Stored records
----

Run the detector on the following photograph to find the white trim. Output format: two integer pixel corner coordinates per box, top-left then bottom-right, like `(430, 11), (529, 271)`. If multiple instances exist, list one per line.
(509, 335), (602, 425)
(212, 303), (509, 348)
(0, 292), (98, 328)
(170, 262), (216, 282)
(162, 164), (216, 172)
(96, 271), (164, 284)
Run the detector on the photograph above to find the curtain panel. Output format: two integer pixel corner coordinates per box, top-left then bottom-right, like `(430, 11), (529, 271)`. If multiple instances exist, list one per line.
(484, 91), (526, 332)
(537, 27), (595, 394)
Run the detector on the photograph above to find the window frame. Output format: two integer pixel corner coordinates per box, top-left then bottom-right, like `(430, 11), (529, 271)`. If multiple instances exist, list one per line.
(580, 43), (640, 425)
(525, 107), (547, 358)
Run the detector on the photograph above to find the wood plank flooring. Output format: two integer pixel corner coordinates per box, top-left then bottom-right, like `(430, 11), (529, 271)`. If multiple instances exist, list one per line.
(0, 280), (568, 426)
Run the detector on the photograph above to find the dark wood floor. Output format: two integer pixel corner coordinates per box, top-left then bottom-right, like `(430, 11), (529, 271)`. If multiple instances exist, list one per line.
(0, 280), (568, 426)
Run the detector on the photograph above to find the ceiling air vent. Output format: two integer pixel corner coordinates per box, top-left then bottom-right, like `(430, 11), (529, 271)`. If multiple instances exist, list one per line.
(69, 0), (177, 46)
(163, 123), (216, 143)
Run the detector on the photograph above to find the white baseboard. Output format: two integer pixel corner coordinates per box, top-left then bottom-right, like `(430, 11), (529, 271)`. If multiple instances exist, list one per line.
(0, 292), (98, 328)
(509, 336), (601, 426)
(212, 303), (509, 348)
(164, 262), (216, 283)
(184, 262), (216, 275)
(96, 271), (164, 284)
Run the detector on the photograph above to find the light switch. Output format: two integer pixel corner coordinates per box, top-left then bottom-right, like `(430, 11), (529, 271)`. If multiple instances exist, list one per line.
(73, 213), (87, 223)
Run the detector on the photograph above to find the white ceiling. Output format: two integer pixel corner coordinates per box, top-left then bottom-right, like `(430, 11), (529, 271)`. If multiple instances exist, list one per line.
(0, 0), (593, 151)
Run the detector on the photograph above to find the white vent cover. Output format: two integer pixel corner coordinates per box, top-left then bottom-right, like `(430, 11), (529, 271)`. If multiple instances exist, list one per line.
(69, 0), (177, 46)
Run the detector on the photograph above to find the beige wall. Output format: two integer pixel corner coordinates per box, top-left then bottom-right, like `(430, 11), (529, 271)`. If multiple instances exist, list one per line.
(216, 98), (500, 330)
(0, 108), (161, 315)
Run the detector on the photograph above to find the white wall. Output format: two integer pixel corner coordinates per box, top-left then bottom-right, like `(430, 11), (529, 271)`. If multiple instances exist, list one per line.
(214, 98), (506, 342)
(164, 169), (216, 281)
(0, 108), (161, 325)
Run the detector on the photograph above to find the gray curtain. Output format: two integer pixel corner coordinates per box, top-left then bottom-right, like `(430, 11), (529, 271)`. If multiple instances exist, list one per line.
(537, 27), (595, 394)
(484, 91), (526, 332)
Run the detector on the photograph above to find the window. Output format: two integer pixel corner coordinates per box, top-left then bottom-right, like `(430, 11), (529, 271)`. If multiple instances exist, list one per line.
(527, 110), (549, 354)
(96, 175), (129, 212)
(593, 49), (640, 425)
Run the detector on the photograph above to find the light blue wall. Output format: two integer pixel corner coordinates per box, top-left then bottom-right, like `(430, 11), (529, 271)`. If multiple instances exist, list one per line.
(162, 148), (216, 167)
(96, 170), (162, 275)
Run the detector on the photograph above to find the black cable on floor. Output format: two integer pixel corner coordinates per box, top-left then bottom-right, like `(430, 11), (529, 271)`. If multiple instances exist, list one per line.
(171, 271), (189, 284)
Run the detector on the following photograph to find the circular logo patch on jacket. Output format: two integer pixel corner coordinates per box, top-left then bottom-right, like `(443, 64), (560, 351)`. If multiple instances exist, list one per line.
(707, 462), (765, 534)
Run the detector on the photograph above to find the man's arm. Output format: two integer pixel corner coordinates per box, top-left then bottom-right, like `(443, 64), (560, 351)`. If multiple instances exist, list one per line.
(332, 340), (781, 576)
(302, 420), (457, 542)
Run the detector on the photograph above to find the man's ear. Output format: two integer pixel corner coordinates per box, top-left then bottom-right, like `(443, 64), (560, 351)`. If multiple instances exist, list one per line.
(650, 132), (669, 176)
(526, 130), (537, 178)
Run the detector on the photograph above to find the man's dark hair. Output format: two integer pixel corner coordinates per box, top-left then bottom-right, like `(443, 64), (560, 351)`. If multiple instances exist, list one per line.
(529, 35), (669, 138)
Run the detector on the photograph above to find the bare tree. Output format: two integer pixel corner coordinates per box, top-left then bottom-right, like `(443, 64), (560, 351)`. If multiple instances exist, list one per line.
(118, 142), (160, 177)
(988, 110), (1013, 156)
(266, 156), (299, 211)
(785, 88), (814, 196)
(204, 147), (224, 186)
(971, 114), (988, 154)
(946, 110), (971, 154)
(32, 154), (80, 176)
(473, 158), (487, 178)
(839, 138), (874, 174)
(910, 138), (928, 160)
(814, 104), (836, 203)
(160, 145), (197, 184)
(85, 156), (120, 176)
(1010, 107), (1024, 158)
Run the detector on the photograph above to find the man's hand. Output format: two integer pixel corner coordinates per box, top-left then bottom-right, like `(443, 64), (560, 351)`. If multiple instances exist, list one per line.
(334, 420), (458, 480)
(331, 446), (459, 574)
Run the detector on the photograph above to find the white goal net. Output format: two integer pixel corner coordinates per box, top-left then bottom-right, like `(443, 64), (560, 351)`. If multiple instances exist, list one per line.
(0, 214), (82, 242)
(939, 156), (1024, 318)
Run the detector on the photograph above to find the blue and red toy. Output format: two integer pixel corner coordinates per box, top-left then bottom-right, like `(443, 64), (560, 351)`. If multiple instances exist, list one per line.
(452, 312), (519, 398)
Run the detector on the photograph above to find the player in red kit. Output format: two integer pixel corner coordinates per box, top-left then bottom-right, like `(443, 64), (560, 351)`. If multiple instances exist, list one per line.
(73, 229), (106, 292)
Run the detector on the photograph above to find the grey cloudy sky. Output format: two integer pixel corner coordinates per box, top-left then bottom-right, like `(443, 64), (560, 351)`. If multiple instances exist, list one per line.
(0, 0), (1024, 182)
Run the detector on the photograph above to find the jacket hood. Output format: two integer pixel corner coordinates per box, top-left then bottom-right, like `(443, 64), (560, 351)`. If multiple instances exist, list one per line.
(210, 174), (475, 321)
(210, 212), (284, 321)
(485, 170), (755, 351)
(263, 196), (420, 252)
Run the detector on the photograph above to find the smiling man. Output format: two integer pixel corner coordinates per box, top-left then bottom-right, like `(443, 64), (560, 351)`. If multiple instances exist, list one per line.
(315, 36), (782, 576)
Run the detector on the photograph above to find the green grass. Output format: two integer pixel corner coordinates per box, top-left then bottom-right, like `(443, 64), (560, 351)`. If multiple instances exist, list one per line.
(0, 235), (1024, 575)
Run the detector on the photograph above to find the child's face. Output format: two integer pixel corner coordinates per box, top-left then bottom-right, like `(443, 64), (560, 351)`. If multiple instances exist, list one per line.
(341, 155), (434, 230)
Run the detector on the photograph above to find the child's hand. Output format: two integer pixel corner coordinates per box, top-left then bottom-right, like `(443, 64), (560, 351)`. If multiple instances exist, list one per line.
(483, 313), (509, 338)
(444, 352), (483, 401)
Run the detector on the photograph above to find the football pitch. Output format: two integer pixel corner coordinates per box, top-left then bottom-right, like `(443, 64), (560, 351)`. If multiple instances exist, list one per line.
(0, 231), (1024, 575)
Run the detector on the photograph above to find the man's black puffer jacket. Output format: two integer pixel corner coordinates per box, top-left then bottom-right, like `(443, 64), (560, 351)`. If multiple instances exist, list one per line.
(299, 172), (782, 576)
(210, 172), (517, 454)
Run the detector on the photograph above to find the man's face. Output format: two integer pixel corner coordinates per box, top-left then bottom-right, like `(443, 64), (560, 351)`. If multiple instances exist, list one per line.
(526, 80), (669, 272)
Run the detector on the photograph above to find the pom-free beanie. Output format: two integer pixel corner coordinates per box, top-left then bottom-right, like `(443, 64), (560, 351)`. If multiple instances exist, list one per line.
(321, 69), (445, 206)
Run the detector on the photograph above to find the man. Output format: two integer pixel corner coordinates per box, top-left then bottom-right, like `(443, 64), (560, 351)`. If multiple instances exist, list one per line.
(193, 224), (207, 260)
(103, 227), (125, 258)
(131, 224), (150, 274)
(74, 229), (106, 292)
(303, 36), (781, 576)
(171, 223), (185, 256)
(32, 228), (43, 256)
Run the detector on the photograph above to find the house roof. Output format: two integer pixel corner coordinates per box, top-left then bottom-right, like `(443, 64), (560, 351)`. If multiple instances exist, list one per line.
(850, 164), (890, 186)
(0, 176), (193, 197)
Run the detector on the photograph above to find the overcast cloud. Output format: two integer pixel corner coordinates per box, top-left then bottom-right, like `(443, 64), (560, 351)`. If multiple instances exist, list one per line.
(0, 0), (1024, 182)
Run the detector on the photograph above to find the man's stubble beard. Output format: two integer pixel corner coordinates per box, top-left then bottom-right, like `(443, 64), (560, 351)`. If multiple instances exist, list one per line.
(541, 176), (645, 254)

----

### Aim
Reproduce the part of the listing above that opens with the line containing "Run the detector on the photograph above to find the pom-free" and closes with the line containing "(0, 176), (193, 197)", with both of those lines included. Offset every box coordinate in the answers by -60, and keep the requests unchanged.

### Answer for this exercise
Run the detector on the photograph above to find the pom-free beanie. Output format: two integer pixel corner coordinates per box, top-left then bottom-right, like `(443, 64), (560, 351)`. If multiple instances exist, list one per line.
(261, 9), (385, 146)
Run the detector on the photograph above to find the man. Output format: two integer pixel corner coordinates per box, top-left then bottom-right, like `(443, 64), (560, 351)`. If multiple instances exist, list one per line.
(133, 164), (147, 200)
(43, 167), (65, 198)
(71, 164), (90, 214)
(14, 169), (46, 232)
(243, -24), (721, 516)
(111, 163), (125, 196)
(-28, 168), (-17, 196)
Run the detector on the photograph above to find the house roof. Output format: two integer pixel corner coordinates per box, top-left then bottom-right, like `(443, 64), (560, 351)`. If multiple instances exist, list one per line.
(790, 104), (830, 126)
(-60, 116), (133, 137)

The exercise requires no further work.